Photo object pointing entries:
begin

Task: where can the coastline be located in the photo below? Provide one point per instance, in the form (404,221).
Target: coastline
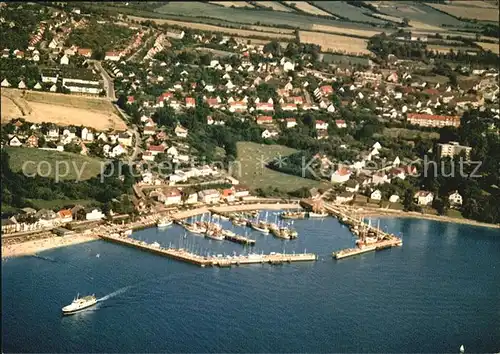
(34,246)
(416,215)
(29,248)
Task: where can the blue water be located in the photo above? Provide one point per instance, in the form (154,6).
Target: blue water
(437,292)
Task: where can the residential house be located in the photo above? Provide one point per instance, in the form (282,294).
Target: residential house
(429,120)
(394,198)
(452,149)
(344,197)
(209,196)
(269,133)
(173,196)
(32,141)
(65,215)
(424,197)
(180,131)
(228,195)
(15,142)
(290,122)
(340,123)
(321,125)
(125,138)
(342,175)
(264,120)
(352,186)
(376,195)
(455,199)
(94,215)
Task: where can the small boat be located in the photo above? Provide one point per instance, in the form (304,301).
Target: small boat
(292,215)
(79,304)
(214,235)
(260,226)
(228,233)
(318,215)
(164,222)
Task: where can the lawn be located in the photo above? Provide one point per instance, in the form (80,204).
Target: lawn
(253,157)
(409,134)
(47,162)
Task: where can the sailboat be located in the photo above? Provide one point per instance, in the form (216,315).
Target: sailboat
(261,226)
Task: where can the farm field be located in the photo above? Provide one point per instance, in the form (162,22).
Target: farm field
(473,13)
(275,5)
(232,3)
(334,42)
(90,167)
(244,16)
(343,9)
(272,29)
(39,107)
(308,8)
(489,46)
(445,49)
(213,28)
(254,175)
(417,12)
(366,33)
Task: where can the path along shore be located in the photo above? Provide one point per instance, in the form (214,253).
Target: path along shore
(387,213)
(34,246)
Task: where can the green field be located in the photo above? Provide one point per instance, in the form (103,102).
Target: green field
(58,204)
(46,163)
(253,156)
(343,9)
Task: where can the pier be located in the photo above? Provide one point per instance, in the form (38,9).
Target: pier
(379,239)
(202,261)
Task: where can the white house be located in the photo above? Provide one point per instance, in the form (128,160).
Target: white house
(181,132)
(423,197)
(266,134)
(341,175)
(15,142)
(394,198)
(209,196)
(94,215)
(64,60)
(376,195)
(455,199)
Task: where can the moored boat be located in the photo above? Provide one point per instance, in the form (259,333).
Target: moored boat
(164,222)
(79,304)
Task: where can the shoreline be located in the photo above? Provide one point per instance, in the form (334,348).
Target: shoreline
(32,247)
(29,248)
(416,215)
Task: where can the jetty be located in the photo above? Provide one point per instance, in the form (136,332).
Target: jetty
(370,238)
(209,261)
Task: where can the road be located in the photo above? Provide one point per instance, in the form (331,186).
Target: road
(108,81)
(132,57)
(132,130)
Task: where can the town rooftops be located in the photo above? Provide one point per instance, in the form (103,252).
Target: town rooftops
(432,117)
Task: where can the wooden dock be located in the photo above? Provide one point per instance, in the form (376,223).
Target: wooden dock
(383,239)
(186,256)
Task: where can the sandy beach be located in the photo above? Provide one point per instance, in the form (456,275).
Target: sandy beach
(31,247)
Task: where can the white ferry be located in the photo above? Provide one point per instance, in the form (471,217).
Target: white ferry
(79,304)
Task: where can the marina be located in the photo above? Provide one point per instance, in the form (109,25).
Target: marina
(210,261)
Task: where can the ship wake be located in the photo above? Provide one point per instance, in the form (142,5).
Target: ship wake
(113,294)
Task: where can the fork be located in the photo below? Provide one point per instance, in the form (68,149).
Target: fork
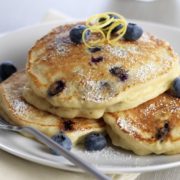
(55,146)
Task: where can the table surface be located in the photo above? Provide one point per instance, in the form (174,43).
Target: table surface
(18,13)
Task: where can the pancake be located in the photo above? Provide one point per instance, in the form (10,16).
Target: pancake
(128,74)
(44,105)
(153,127)
(16,110)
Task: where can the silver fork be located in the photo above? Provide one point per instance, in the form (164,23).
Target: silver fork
(53,145)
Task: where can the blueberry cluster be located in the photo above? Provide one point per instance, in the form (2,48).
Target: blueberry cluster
(133,33)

end

Prompt:
Lay out all the entries above as a two-column CSV with the header entry_text,answer and one row per entry. Put each entry's text and its answer in their own quoted fields with line breaks changed to spaces, and leave the pictures out.

Response:
entry_text,answer
"Task: where can the coastline be located in the photo below? Provide one point per instance, in the form (404,221). Target: coastline","(34,246) (416,215) (29,248)"
"Task: where can the blue water be located in the photo above? Provide one point per instance, in the form (154,6). Target: blue water","(437,292)"
"Task: where can the residential house be located in the photo above? Provide one point per instance, in the form (282,294). Target: residential house","(429,120) (394,198) (452,149) (344,197) (209,196) (269,133) (173,196) (32,141) (65,215) (424,197) (180,131) (228,195) (15,142) (290,122) (340,123) (321,125) (125,138) (342,175) (264,120) (352,186) (376,195) (455,199) (94,215)"
"Task: where can the small boat be located in the photo above? Provide one point per instance, in the form (304,301). Target: small boat","(292,215) (79,304) (214,235) (260,226) (228,233) (318,215) (164,222)"
"Task: where can the lawn be located in the photo above? Provide one point per instance, in the form (80,204). Target: lawn","(253,157) (409,134) (47,162)"
"Task: where can the sailboat be located in the photo above? Provide one point per instance, in the form (216,315). Target: sailboat","(261,226)"
"Task: where can the farm field be located in the photo above? Provide one point per instance, in the form (162,22). Target: farm field","(473,13) (275,5) (232,3) (334,42) (90,167) (244,16) (343,9) (272,29) (39,107) (308,8) (489,46) (445,49) (213,28) (254,175) (417,12) (366,33)"
"Task: where can the path along shore be located in the photo above? Provide one point per instance, in the form (214,253). Target: path along shore","(387,213) (34,246)"
"Task: where can the green field be located in the photo above? Provide one point per instance, in the form (103,102). Target: green field","(58,204) (46,163) (253,156) (343,9)"
"Task: where can the pier be located in the photo above? Provide one point per instance, in the form (38,9). Target: pier","(379,239) (202,261)"
"Task: where can the white house be located in the photo above? Provide one point per instance, in the form (128,160). Target: white house","(181,132) (423,197) (266,134) (341,175) (15,142) (394,198) (209,196) (94,215) (64,60) (376,195) (455,199)"
"Task: where can the moored boat be located in the photo above? Provide one point per instance, in the form (259,333). Target: moored boat","(164,222) (79,304)"
"Task: where can the shoreline be located in the photo above? Provide one point per instance, in the form (334,348). Target: shoreline","(32,247) (29,248) (416,215)"
"Task: where can the jetty be located in the photo above? Provide one point per instance, in the form (136,332). Target: jetty","(370,238) (209,261)"
"Task: where can the road be located in the photo above? Provide one point per instance, in the form (331,186). Target: road","(108,81) (132,57) (132,130)"
"Task: where can the town rooftops be located in the photo above? Provide one point per instance, in the form (103,252). Target: town rooftops","(432,117)"
"Task: where can the wooden dock be located in the photo above? Provide one point per instance, in the form (376,223). Target: wooden dock","(383,239) (186,256)"
"Task: where can the sandy beach be located in the photo above? Provide one point per instance, in the form (456,275). Target: sandy beach","(31,247)"
"Task: where can the white ferry be located in the photo above? Provide one point per instance, in the form (471,217). Target: white ferry","(79,304)"
"Task: where can the marina be located in the photo above? Provide one point per instance, in the form (109,25). Target: marina","(210,261)"
"Task: where can the ship wake be located in the photo above? Provide one point per instance, in the form (142,5). Target: ship wake","(113,294)"
"Task: where can the fork be located in the photo below? Provide one point per instance, in the form (68,149). Target: fork","(55,146)"
"Task: where can the table surface be located in the photo above? Provide one point per instance, in the form (174,43). Target: table surface","(18,13)"
"Task: where can the pancake be located in the photo above? Provide one point per instance, in the form (10,16). Target: pancake","(128,74) (44,105) (153,127) (16,110)"
"Task: where can the silver fork be located in the photo above? Provide one point per instance, in the form (164,23). Target: silver fork","(53,145)"
"Task: where can the blueberry cluster be located in the photo above? Provide one point per instance, in the form (2,48). Target: blueberry cluster","(133,33)"